Excerpts of pointing data
========

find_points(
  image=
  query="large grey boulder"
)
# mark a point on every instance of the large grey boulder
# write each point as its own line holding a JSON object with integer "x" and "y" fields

========

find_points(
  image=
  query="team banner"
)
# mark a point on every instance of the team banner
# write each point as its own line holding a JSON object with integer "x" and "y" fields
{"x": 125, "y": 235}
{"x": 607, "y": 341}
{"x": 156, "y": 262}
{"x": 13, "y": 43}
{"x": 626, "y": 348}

========

What to work on: Tally how many lines of the material above contain the word "grey". Reply with the number alone.

Solution for this problem: 2